Passage shown:
——

Konik Horses – In The Vicinity Of Berlin
Konik horses originating from Central and Eastern Europe. The horses of this robust pony breed are increasingly used as landscape keepers – as equine conservationists in European nature reserves, alongside Przewalski horses and cattle species. Konik is the Polish word for small horse – or pony. Konik horses live in the Geltinger Birk at the Baltic Sea in Northern Germany, in the Polish Białowieża National Park, Oostvaardersplassen in the Netherlands and also in the Barnim of Berlin-Brandenburg.
The herds of the animal conservationists are part of extensive agriculture in the area of Berlin-Brandenburg. The horses live almost wild in large areas of the respective region. In the renaturalised Rieselfeld landscape right behind the Buch S-Bahn station stretching far into Brandenburg. The natural idyll of the Barnim Nature Park begins close to the station. Blackberry bushes typical of railway embankments, a small lake, meadows and forests. If you continue walking, you will reach the area grazed by cattle and horses.
Visitors can walk through to the areas populated mainly with Konik horses and English parkland cattle in the species-rich and semi-open forest landscape. Peace seeking people from the city share the quiet environment with the free-roaming grazing animals and a diverse flora and naturally settled fauna. Birch groves, small lakes. Areas of coniferous forest alternate with mixed forest, sometimes steppe-like meadows and pastures.
In 2011, the first Konik horses and grazing cattle were settled in this area. In the trial and development project “Rieselfeldlandschaft Hobrechtsfelde”, initially planned until 2015, nature conservation, forestry and local recreation were to promote and complement each other. After the trial phase, the project was continued. It was funded by the Federal Agency for Nature Conservation, the State of Berlin/Berlin Forests, the Brandenburg Nature Conservation Fund and other partners; the project executing organisation is the Friends of Barnim Nature Park e.V.; the care of the grazing animals and fencing is taken over by Agrar GmbH Gut Hobrechtsfelde with its headquarters in Crawinkel, Thuringia, where the company runs the Thüringeti, a similar project with almost wild horses of different breeds and many other animal species.
The Koniks are not very shy, some are even extremely curious. Whoever enters the grazing areas must be aware that there may be encounters with herds of horses or cattle. Signs on the fences draw attention to the fact that an encounter with the cattle bull may also be possible. The video shows a small group of stallions.

——

Supplied material:
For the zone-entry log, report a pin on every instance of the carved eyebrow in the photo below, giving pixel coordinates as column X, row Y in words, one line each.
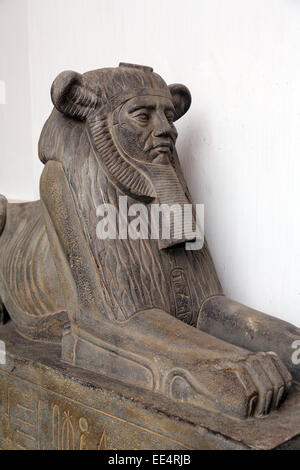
column 138, row 107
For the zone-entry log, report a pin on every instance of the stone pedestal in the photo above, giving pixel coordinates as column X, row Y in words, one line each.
column 46, row 404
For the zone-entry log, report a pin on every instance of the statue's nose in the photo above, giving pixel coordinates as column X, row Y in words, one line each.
column 162, row 128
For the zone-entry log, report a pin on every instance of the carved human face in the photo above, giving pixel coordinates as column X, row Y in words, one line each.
column 145, row 129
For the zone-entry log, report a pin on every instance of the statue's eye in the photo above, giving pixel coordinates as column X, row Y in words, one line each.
column 142, row 117
column 170, row 117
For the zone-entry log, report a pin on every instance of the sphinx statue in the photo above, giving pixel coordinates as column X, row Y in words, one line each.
column 144, row 312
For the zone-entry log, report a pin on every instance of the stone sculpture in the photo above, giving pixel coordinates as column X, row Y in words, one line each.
column 145, row 312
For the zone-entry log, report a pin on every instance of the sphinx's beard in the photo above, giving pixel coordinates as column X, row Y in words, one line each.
column 142, row 181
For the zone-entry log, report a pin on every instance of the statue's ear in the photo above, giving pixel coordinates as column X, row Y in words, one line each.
column 181, row 97
column 72, row 95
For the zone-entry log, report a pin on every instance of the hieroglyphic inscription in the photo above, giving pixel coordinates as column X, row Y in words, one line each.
column 32, row 417
column 182, row 296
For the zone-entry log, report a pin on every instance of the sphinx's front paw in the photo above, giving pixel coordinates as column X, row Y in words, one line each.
column 271, row 380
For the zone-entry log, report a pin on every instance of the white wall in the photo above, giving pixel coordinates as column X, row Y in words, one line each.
column 16, row 164
column 240, row 142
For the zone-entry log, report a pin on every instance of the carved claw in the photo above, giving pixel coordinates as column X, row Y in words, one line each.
column 267, row 379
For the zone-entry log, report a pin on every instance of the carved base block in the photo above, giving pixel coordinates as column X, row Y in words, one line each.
column 46, row 404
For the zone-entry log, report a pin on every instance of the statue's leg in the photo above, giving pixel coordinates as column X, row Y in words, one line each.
column 248, row 328
column 150, row 350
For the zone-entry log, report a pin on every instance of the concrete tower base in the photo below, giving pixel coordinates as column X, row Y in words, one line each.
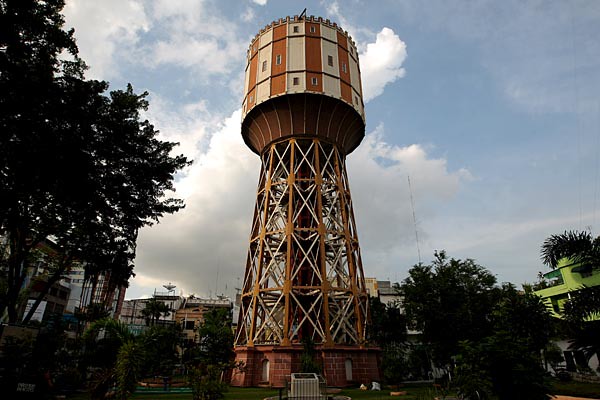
column 272, row 365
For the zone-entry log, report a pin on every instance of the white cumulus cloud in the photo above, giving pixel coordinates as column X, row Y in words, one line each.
column 381, row 63
column 106, row 30
column 203, row 247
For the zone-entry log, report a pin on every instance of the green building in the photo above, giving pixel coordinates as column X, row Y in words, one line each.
column 568, row 277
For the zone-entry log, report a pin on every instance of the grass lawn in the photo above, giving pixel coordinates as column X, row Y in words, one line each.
column 414, row 392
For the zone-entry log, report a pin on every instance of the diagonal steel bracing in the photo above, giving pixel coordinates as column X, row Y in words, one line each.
column 304, row 277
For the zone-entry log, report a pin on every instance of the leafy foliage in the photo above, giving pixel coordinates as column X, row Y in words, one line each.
column 578, row 246
column 76, row 164
column 216, row 338
column 206, row 383
column 449, row 301
column 388, row 330
column 153, row 310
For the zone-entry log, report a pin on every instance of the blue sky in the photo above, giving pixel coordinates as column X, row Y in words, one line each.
column 492, row 108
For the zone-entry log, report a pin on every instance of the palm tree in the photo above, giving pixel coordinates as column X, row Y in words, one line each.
column 579, row 247
column 154, row 310
column 582, row 309
column 127, row 367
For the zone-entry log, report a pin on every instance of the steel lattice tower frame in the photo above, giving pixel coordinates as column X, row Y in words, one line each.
column 304, row 281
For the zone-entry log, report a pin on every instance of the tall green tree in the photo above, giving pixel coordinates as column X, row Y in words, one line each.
column 76, row 164
column 582, row 310
column 388, row 331
column 579, row 247
column 214, row 355
column 449, row 301
column 506, row 363
column 216, row 338
column 153, row 310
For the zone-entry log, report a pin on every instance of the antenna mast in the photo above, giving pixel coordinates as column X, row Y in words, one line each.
column 412, row 204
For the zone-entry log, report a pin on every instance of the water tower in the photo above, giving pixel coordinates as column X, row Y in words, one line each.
column 304, row 283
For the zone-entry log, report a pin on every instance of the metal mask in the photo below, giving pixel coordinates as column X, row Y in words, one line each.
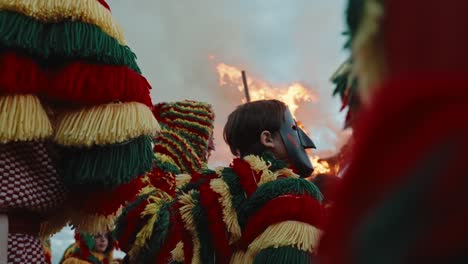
column 296, row 142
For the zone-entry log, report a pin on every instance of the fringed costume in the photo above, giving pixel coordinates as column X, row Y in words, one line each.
column 403, row 197
column 67, row 79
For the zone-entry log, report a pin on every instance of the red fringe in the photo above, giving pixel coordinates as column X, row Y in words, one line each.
column 85, row 251
column 218, row 231
column 77, row 82
column 246, row 175
column 173, row 237
column 301, row 208
column 106, row 201
column 20, row 74
column 91, row 84
column 163, row 180
column 103, row 3
column 133, row 222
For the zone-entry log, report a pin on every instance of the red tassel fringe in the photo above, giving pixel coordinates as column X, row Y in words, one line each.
column 218, row 231
column 106, row 201
column 77, row 82
column 246, row 175
column 301, row 208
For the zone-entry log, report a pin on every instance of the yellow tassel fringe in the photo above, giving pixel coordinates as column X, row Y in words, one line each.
column 187, row 217
column 229, row 214
column 105, row 124
column 177, row 254
column 93, row 223
column 22, row 118
column 88, row 11
column 288, row 233
column 182, row 179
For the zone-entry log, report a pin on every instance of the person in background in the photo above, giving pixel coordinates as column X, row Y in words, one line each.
column 94, row 249
column 258, row 209
column 402, row 197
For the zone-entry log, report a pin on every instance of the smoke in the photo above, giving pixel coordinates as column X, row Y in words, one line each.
column 278, row 41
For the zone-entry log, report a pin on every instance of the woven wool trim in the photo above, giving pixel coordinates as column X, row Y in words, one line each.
column 188, row 203
column 229, row 213
column 303, row 236
column 105, row 124
column 88, row 11
column 22, row 118
column 177, row 254
column 93, row 223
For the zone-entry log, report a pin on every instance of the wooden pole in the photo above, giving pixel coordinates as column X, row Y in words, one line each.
column 246, row 86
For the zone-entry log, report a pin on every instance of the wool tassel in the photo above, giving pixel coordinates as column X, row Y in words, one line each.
column 109, row 165
column 82, row 83
column 105, row 124
column 302, row 236
column 20, row 74
column 22, row 118
column 87, row 11
column 70, row 40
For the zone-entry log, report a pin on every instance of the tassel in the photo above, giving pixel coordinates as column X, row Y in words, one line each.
column 107, row 166
column 300, row 235
column 91, row 84
column 105, row 124
column 22, row 118
column 93, row 223
column 87, row 11
column 20, row 74
column 69, row 40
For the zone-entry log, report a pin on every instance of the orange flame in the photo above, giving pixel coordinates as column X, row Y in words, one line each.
column 320, row 166
column 292, row 95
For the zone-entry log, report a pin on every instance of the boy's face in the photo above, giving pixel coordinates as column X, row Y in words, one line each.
column 296, row 142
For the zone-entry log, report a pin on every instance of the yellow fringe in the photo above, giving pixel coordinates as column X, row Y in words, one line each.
column 240, row 257
column 286, row 172
column 288, row 233
column 144, row 234
column 182, row 179
column 93, row 223
column 105, row 124
column 178, row 253
column 74, row 261
column 88, row 11
column 229, row 214
column 187, row 217
column 22, row 118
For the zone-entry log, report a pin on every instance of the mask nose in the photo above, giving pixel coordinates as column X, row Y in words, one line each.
column 306, row 141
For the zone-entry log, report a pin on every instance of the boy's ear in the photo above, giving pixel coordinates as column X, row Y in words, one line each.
column 266, row 138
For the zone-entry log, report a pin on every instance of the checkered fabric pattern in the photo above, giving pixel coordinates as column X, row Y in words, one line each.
column 25, row 249
column 28, row 177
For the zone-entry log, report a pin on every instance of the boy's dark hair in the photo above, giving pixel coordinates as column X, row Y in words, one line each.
column 244, row 126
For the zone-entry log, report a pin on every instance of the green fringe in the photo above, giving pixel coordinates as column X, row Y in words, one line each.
column 201, row 224
column 283, row 255
column 235, row 188
column 121, row 222
column 166, row 166
column 107, row 166
column 71, row 40
column 271, row 190
column 158, row 237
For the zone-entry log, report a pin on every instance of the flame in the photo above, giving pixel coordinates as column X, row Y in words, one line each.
column 292, row 95
column 320, row 166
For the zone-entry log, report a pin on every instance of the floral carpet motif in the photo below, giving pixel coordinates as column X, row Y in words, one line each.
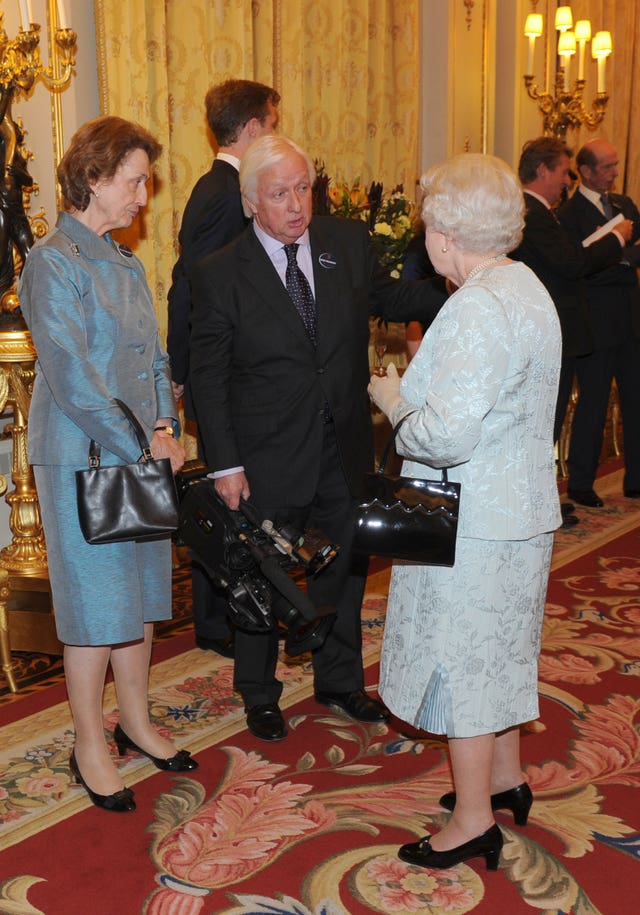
column 311, row 825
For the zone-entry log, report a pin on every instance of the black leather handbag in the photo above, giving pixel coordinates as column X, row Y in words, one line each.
column 406, row 518
column 127, row 501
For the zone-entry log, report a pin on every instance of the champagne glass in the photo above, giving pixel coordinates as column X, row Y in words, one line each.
column 380, row 348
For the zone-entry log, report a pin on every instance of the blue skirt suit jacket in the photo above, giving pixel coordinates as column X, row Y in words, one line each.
column 90, row 312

——

Tasks to perform:
a. Summarize the piece on Konik horses near Berlin in two sentences.
b. Write the next part of the piece on Konik horses near Berlin, picking up after its final sentence.
The rows come from a separate source and are unrelated to the piece on Konik horses.

Answers in order:
a. Konik horses, a robust pony breed from Central and Eastern Europe, are increasingly used as landscape keepers in European nature reserves, including the Barnim area of Berlin-Brandenburg, where they live almost wild alongside cattle in the Rieselfeld landscape behind the Buch S-Bahn station. They were first settled there in 2011 under the trial and development project "Rieselfeldlandschaft Hobrechtsfelde," which was continued after its trial phase, and visitors walking through the grazing areas may encounter curious horses, herds of cattle, or the cattle bull.

b.
The Konik is not a wild horse species in the strict sense, as they are also genetically derived from domestic horse breeds. However, these rather stocky horses are a robust breed that always also lived free – left to their own devices in nature and were even allowed to be hunted in Poland until the 18th century. The Koniks resemble the Dülmen wild horses that live in the Münsterland. There is a reason for the similarity: in the past Konik stallions were introduced to the Dülmen horses mares – a herd of around 400 horses that has lived in the extensive enclosure of the Merfelder Bruch since the 19th century.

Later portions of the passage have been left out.